● YOUR OBJECTIVE
Reproduce the data below word for word, from its first line through the line that contains "149 140 L 150", and leave any pictures out of your output.

------ MATERIAL SUPPLIED

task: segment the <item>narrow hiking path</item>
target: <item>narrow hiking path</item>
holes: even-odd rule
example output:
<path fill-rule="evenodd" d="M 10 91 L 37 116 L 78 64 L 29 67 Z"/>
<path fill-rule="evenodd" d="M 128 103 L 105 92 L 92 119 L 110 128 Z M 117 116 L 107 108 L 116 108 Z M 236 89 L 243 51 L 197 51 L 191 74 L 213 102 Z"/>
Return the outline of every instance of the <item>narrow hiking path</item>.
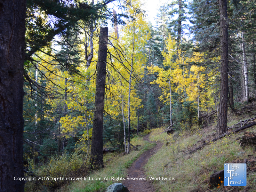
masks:
<path fill-rule="evenodd" d="M 149 140 L 150 134 L 144 137 L 144 140 L 152 142 Z M 132 166 L 128 169 L 127 176 L 132 178 L 146 177 L 144 167 L 148 163 L 149 158 L 156 153 L 163 145 L 161 142 L 156 143 L 156 145 L 149 150 L 142 154 L 133 162 Z M 154 192 L 155 190 L 150 182 L 148 177 L 148 181 L 127 180 L 124 181 L 123 183 L 128 188 L 130 192 Z"/>

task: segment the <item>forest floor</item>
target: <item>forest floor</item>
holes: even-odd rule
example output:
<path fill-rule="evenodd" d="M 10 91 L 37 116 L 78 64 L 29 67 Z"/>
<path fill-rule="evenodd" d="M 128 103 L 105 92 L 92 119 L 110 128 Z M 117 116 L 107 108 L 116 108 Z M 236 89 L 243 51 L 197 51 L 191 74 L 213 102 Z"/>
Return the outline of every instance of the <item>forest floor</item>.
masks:
<path fill-rule="evenodd" d="M 143 139 L 144 140 L 152 143 L 149 140 L 149 134 Z M 151 149 L 143 153 L 132 164 L 127 171 L 127 176 L 132 178 L 145 178 L 146 177 L 144 166 L 149 158 L 161 148 L 163 143 L 156 142 L 156 145 Z M 123 184 L 126 186 L 130 192 L 154 192 L 156 190 L 149 180 L 125 180 Z"/>

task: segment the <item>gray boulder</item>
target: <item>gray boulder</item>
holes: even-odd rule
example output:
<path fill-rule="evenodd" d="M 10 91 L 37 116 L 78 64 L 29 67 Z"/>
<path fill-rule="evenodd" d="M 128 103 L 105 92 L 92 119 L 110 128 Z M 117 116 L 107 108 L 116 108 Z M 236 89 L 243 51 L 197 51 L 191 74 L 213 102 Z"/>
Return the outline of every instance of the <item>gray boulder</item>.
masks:
<path fill-rule="evenodd" d="M 109 185 L 106 192 L 130 192 L 127 188 L 122 183 L 116 183 Z"/>

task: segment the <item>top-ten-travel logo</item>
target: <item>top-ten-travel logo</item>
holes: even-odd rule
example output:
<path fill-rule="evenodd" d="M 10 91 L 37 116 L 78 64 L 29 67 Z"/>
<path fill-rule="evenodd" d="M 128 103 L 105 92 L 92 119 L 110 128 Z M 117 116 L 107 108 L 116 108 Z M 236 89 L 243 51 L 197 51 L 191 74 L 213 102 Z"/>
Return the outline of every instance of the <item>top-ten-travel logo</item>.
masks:
<path fill-rule="evenodd" d="M 246 164 L 224 164 L 224 186 L 246 186 Z"/>

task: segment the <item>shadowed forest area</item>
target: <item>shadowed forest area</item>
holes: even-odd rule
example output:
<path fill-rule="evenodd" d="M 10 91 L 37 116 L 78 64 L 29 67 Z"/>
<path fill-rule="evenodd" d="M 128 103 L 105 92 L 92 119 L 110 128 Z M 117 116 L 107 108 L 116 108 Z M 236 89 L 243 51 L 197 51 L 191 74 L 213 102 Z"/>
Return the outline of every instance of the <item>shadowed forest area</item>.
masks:
<path fill-rule="evenodd" d="M 0 191 L 103 191 L 49 178 L 124 176 L 157 142 L 154 191 L 255 191 L 256 1 L 147 3 L 0 2 Z M 247 187 L 209 185 L 244 161 Z"/>

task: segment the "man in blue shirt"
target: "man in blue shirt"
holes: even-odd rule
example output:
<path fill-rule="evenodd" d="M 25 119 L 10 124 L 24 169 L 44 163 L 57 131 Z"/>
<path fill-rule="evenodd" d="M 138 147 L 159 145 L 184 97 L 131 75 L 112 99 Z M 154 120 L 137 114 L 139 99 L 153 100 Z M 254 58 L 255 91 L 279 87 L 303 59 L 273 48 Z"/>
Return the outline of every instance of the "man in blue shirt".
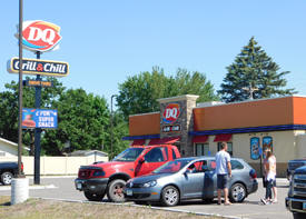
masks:
<path fill-rule="evenodd" d="M 216 173 L 218 188 L 218 205 L 221 203 L 221 190 L 224 191 L 224 205 L 231 205 L 228 200 L 228 177 L 231 177 L 230 156 L 227 152 L 227 143 L 221 142 L 219 152 L 216 153 Z"/>

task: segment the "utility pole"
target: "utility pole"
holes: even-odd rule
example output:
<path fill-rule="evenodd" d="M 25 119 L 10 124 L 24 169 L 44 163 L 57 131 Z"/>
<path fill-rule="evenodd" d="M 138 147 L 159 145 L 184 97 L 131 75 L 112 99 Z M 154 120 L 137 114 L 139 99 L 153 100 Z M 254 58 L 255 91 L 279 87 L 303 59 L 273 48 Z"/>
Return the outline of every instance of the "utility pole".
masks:
<path fill-rule="evenodd" d="M 110 97 L 110 158 L 112 159 L 112 139 L 113 139 L 113 116 L 112 116 L 112 98 L 117 97 L 117 94 L 112 94 Z"/>
<path fill-rule="evenodd" d="M 19 100 L 18 100 L 18 178 L 24 178 L 21 171 L 21 152 L 22 152 L 22 22 L 23 22 L 23 2 L 19 0 Z"/>

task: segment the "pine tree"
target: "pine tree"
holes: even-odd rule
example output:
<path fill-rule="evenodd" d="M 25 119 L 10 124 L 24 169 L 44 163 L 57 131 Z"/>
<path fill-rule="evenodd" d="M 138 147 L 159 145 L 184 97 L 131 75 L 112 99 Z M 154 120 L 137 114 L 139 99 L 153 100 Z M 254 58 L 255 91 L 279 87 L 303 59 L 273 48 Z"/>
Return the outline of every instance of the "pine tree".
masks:
<path fill-rule="evenodd" d="M 257 46 L 254 37 L 248 46 L 236 57 L 235 62 L 227 69 L 227 74 L 218 93 L 225 102 L 249 99 L 250 93 L 244 88 L 256 88 L 254 99 L 273 98 L 297 93 L 295 89 L 284 89 L 287 80 L 284 78 L 289 71 L 279 71 L 277 63 Z"/>

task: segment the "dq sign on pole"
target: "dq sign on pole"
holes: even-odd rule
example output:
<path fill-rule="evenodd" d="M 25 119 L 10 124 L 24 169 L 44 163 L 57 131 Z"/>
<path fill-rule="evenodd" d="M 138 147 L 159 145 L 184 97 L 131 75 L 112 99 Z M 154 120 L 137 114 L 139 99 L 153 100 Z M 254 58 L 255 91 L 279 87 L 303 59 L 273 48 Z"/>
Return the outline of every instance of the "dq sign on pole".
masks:
<path fill-rule="evenodd" d="M 53 23 L 41 20 L 23 22 L 22 44 L 28 50 L 50 51 L 57 48 L 60 40 L 60 27 Z"/>
<path fill-rule="evenodd" d="M 174 123 L 178 119 L 179 115 L 179 104 L 169 103 L 162 113 L 162 120 L 165 123 Z"/>

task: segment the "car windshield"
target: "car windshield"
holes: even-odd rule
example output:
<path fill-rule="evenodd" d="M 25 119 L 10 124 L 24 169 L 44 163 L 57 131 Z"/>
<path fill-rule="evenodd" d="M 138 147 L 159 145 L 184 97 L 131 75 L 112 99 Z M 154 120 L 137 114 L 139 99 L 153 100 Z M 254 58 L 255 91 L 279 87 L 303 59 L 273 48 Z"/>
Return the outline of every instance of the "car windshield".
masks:
<path fill-rule="evenodd" d="M 181 170 L 186 165 L 188 165 L 191 160 L 174 160 L 166 162 L 161 167 L 157 168 L 152 171 L 152 173 L 175 173 Z"/>
<path fill-rule="evenodd" d="M 112 161 L 135 161 L 142 151 L 144 148 L 128 148 L 115 157 Z"/>

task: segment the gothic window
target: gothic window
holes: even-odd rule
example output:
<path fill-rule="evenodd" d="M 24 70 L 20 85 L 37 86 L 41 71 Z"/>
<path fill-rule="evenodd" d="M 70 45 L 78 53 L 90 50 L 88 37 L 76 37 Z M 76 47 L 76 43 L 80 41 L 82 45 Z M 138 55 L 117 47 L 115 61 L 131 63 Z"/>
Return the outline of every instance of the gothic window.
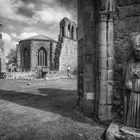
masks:
<path fill-rule="evenodd" d="M 70 24 L 68 25 L 68 37 L 70 37 Z"/>
<path fill-rule="evenodd" d="M 1 72 L 1 58 L 0 58 L 0 72 Z"/>
<path fill-rule="evenodd" d="M 62 36 L 65 35 L 64 26 L 62 26 Z"/>
<path fill-rule="evenodd" d="M 71 29 L 71 38 L 74 39 L 74 27 L 72 26 L 72 29 Z"/>
<path fill-rule="evenodd" d="M 23 56 L 24 56 L 24 67 L 29 67 L 29 51 L 27 48 L 24 49 L 24 52 L 23 52 Z"/>
<path fill-rule="evenodd" d="M 47 66 L 47 53 L 44 48 L 38 51 L 38 66 Z"/>

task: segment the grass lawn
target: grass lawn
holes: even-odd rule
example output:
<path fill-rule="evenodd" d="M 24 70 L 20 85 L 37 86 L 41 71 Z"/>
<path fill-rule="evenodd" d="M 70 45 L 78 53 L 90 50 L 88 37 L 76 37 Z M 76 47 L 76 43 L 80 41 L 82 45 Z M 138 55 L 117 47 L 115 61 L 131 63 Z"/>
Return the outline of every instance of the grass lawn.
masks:
<path fill-rule="evenodd" d="M 76 80 L 0 80 L 0 140 L 99 140 L 104 127 L 74 112 Z"/>

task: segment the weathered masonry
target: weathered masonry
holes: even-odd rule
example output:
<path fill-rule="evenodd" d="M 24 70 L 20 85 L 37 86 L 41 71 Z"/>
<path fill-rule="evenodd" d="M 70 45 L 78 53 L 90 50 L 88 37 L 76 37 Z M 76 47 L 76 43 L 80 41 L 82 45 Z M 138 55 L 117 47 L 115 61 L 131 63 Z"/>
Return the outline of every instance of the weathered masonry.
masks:
<path fill-rule="evenodd" d="M 0 72 L 5 72 L 6 71 L 6 60 L 5 60 L 5 56 L 4 56 L 4 43 L 2 41 L 1 27 L 2 27 L 2 25 L 0 24 Z"/>
<path fill-rule="evenodd" d="M 18 49 L 18 71 L 49 71 L 54 69 L 58 42 L 44 35 L 21 40 Z"/>
<path fill-rule="evenodd" d="M 78 0 L 78 95 L 86 115 L 123 116 L 123 66 L 138 34 L 139 0 Z"/>
<path fill-rule="evenodd" d="M 66 71 L 70 66 L 71 71 L 77 69 L 77 25 L 68 18 L 60 21 L 59 35 L 59 70 Z"/>

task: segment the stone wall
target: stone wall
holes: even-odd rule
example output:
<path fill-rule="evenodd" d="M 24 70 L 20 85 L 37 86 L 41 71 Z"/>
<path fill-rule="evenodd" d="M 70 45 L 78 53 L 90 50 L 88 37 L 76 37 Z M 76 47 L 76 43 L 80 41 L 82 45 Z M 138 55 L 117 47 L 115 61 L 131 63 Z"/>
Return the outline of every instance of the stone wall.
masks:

------------

● SOLUTION TO THIS TASK
task: segment the <item>narrow hiking path</item>
target: <item>narrow hiking path</item>
holes: even-odd rule
example output:
<path fill-rule="evenodd" d="M 10 91 L 37 116 L 78 64 L 29 67 Z"/>
<path fill-rule="evenodd" d="M 128 103 L 105 92 L 92 119 L 110 128 Z M 117 116 L 107 108 L 116 108 Z M 236 89 L 243 51 L 197 51 L 191 74 L 213 102 Z"/>
Return the outline of every instance of the <item>narrow hiking path</item>.
masks:
<path fill-rule="evenodd" d="M 149 140 L 150 134 L 144 137 L 144 140 L 152 142 Z M 132 166 L 128 169 L 127 176 L 132 178 L 146 177 L 144 167 L 148 163 L 149 158 L 156 153 L 163 145 L 161 142 L 156 143 L 156 145 L 149 150 L 142 154 L 133 162 Z M 154 192 L 155 190 L 150 182 L 148 177 L 148 181 L 127 180 L 124 181 L 123 183 L 128 188 L 130 192 Z"/>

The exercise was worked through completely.